### Things to do:
1. Write out the part of the R plotting tutorial starting at "Well that plot" and ending at "points and lines.".
2. Render this sentence from the R plotting tutorial in Spanish: "Line plots are done by specifying the argument type='l'."
3. Extend the R plotting tutorial, picking up after its final line of code.

### Document excerpt:
--- START ---
I prefer my y-axis labels to be parallel to the x-axis which can be specified by the argument las=1. I also prefer my legends to not have a box which is taken care of with the argument bty='n'
plot(weight ~ length, dat, xlab = "Length (mm)", ylab = "Weight (g)", xlim = c(200,
800), ylim = c(0, 800), type = "n", las = 1)
points(weight ~ length, dat, subset = year == 2009, pch = 19, col = "red") # add data for 2009
points(weight ~ length, dat, subset = year == 2010, pch = 1, col = "black") # add data for 2010
points(weight ~ length, dat, subset = year == 2011, pch = 10, col = "blue") # add data for 2011
points(weight ~ length, dat, subset = year == 2012, pch = 15, col = "green") # add data for 2012
## Adding a default legend
legend("topleft", legend = c("2009", "2010", "2011", "2012"), pch = c(19, 1,
10, 15), col = c("red", "black", "blue", "green"), bty = "n")
Line plots
Most of what we have learned for scatterplots applies to line plots! Lets plot the mean weight by year for the data as a line plot. First we need to aggregate the dataset in the code below and make a new dataframe lindat.
lindat <- aggregate(weight ~ year, dat, mean)
lindat$length <- aggregate(length ~ year, dat, mean)$length
lindat$n <- aggregate(weight ~ year, dat, length)$weight
lindat$var <- aggregate(weight ~ year, dat, var)$weight
lindat$lci <- lindat$weight - 1.96 * sqrt(lindat$var)/sqrt(lindat$n)
lindat$uci <- lindat$weight + 1.96 * sqrt(lindat$var)/sqrt(lindat$n)
The code we will be working with will step through lindat created by the code above to plot panels A-D below.
Line plots are done by specifying the argument type='l'. By default it is type='p', which returns a scatter plot as we just worked through. Lets plot mean weight by year using the code below
plot(weight ~ year, lindat, type = "l", las = 1, xlab = "Year", ylab = "Mean weight (g)")
Well that plot is a bit misleading, we don't actually have data for all points on the line but it illustrates trends really well. How about a mix of points for data and a line to illustrate trend. This can be done using the argument type='b' where the b is short for both as in both points and lines.
plot(weight ~ year, lindat, type = "b", las = 1, xlab = "Year", ylab = "Mean weight (g)")
--- END ---
### Source data:
--- START ---
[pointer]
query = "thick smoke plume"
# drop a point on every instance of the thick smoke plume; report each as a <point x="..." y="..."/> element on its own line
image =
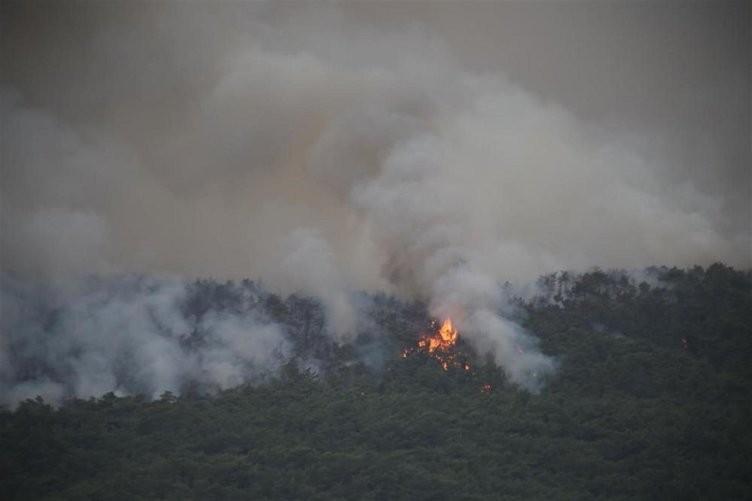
--- END ---
### Expected answers:
1.
Well that plot is a bit misleading, we don't actually have data for all points on the line but it illustrates trends really well. How about a mix of points for data and a line to illustrate trend. This can be done using the argument type='b' where the b is short for both as in both points and lines.

2. Los gráficos de líneas se hacen especificando el argumento type='l'.

3.
OK now I am just nit picking this thing to death, but that is what we do right? What is year 2010.5? Especially if we don't have any data? We can deal with this by turning off the x-axis in the plot using the xaxt='n' argument and specifying our own custom one using the axis() function.
# fix the x-axis (xaxt='n')
plot(weight ~ year, lindat, type = "b", las = 1, xlab = "Year", ylab = "Mean weight (g)", xaxt = "n")
axis(side = 1, at = c(2009, 2010, 2011, 2012), labels = c("2009", "2010", "2011", "2012"))
In the axis() function the arguments specify the following:
side: what side to add the axis to (1=bottom, 2=left, 3=top, 4=left)
at: where to put tick marks
labels: what to label those ticks marks
Lines illustrating confidence intervals (or any sort of line you may want) can be added using the segments() function. This function requires two points, a start (x0, y0) and an end (x1, y1). To add lines representing a confidence interval all you need to do is specify the x location and then the lower and upper CI.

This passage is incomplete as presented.